# Jobs:
1. In the text on similarity indices, what is the Salton index mostly known as?
2. Name every similarity index that the text on similarity indices describes, with the abbreviation given for each.

# Text block:

# # # #

The Jaccard Index⁴⁶ (JA) is a widely used similarity measurement that measures the ratio of shared neighbors in the complete set of neighbors for two nodes.
$$\begin{aligned} S^{JA}_{x,y} = \frac{|\Gamma _x \cap \Gamma _y|}{|\Gamma _x \cup \Gamma _y|} \end{aligned}$$
(14)
6.
Salton Index⁴⁷ (SA) is another related measure to the Jaccard index, which is mostly known as the cosine similarity. In several experiments, the Salton index has been shown to be approximately twice the Jaccard index.
$$\begin{aligned} S^{SA}_{x,y} = \frac{|\Gamma _x \cap \Gamma _y|}{\sqrt{|\Gamma _x||\Gamma _y|}} \end{aligned}$$
(15)
7.
Sorensen Index⁴⁸ (SI) is a very similar method to the Jaccard index, used to compare the similarity between different ecological community data samples.
$$\begin{aligned} S^{SI}_{x,y} = \frac{|\Gamma _x \cap \Gamma _y|}{|\Gamma _x| + |\Gamma _y|} \end{aligned}$$
(16)
8.
Hub Promoted Index⁴⁹ (HPI) measures the similarity between x, y by comparing the ratio of common neighbors of nodes x, y to the minimum degree of either node.
$$\begin{aligned} S^{HPI}_{x,y} = \frac{|\Gamma _x \cap \Gamma _y|}{min(|\Gamma _x|, |\Gamma _y|)} \end{aligned}$$
(17)
9.
Hub Depressed Index⁴⁹ (HDI) measures the similarity between x, y by comparing the ratio of common neighbors of nodes x, y to the maximum degree of either node.
$$\begin{aligned} S^{HPI}_{x,y} = \frac{|\Gamma _x \cap \Gamma _y|}{max(|\Gamma _x|, |\Gamma _y|)} \end{aligned}$$
(18)
10.

# # # #

# Dataset records:
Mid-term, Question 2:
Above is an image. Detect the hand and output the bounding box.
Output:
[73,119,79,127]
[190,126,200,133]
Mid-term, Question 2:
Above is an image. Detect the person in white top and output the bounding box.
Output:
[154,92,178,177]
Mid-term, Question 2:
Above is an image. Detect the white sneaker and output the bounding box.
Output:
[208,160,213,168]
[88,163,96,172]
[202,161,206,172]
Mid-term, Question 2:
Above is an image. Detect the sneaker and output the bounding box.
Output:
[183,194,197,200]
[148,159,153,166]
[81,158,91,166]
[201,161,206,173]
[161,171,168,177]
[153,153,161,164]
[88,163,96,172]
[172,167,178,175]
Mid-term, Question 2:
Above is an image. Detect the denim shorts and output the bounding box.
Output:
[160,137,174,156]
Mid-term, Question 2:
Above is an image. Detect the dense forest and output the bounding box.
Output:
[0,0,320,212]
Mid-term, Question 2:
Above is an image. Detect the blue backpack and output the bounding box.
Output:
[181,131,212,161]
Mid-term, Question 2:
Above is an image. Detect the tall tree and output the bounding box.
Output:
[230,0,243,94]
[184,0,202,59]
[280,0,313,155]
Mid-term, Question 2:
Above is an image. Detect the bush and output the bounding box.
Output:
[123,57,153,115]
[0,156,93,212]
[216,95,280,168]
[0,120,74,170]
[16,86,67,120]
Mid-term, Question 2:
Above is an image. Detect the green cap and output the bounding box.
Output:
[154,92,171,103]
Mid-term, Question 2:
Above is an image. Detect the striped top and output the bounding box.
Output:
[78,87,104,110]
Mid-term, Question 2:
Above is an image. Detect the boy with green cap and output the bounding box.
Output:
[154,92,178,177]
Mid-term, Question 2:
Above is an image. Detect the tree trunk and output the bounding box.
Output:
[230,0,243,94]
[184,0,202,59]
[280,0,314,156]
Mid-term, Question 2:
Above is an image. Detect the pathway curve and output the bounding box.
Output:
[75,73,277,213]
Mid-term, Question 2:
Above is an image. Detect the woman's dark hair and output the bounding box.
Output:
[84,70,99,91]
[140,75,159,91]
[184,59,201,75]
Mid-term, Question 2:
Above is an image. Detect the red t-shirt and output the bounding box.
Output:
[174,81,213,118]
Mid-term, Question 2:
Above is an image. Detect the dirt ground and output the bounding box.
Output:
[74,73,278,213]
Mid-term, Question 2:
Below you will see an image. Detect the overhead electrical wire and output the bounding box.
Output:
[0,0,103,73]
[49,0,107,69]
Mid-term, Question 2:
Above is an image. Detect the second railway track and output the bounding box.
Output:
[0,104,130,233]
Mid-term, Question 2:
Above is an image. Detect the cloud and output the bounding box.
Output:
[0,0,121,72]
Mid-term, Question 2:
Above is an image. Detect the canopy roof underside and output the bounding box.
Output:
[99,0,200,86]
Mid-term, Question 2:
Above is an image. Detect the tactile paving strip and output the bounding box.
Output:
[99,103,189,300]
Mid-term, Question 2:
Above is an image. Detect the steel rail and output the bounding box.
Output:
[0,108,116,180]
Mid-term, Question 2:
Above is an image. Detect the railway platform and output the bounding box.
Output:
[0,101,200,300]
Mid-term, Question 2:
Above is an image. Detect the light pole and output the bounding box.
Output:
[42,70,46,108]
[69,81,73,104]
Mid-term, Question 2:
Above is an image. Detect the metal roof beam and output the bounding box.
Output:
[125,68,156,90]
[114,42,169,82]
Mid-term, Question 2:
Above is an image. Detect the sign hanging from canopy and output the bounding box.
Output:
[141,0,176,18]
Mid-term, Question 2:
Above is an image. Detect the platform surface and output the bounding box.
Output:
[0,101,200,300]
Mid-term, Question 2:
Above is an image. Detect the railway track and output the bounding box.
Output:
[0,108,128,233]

# # # #

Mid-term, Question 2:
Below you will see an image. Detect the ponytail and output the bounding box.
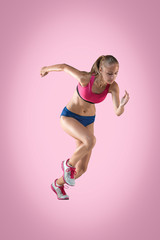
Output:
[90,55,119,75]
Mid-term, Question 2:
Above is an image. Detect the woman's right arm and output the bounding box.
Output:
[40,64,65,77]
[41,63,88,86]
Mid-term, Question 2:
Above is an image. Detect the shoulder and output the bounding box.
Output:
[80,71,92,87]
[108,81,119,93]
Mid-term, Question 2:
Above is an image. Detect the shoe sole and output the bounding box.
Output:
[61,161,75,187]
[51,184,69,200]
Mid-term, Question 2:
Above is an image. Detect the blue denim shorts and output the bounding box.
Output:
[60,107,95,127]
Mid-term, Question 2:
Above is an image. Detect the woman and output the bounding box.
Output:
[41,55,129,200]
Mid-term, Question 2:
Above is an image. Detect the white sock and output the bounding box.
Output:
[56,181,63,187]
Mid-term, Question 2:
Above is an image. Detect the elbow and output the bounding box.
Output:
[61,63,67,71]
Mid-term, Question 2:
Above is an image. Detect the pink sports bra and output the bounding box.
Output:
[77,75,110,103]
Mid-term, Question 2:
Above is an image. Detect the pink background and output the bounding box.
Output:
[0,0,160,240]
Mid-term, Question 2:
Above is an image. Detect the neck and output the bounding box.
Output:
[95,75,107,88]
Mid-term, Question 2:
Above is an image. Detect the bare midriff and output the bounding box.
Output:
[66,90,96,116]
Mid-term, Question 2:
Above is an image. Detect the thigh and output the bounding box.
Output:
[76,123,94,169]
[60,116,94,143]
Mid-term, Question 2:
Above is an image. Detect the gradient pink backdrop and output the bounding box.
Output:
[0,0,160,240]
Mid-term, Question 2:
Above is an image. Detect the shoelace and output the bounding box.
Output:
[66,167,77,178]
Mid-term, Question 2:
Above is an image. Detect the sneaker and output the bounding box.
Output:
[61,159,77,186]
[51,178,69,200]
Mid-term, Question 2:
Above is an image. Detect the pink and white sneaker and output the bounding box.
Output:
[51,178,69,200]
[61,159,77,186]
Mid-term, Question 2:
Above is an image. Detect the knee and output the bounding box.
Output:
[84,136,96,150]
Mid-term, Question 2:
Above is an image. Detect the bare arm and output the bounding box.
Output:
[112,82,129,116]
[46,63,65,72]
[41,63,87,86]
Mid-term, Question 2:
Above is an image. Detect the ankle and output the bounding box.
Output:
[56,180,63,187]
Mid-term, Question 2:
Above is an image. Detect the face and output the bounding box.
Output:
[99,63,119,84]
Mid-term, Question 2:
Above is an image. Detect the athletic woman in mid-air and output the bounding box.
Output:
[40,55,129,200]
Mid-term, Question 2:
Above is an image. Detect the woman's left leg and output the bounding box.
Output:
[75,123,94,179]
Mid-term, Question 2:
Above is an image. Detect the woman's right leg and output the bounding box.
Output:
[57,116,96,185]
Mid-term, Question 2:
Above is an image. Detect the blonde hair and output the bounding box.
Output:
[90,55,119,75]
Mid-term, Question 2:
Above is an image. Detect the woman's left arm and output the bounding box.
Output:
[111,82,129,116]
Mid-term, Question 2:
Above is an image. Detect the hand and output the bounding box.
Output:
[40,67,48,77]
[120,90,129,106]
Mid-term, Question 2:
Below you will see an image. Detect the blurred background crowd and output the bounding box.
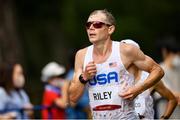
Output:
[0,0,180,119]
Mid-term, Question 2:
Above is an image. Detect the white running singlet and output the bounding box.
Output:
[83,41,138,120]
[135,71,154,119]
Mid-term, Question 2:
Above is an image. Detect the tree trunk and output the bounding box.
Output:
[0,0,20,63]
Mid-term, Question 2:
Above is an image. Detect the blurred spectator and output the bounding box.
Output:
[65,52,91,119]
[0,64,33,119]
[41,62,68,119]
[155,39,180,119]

# # # #

# Answers for this exercise:
1. The cosine similarity.

2.
- Jaccard Index (JA)
- Salton Index (SA)
- Sorensen Index (SI)
- Hub Promoted Index (HPI)
- Hub Depressed Index (HDI)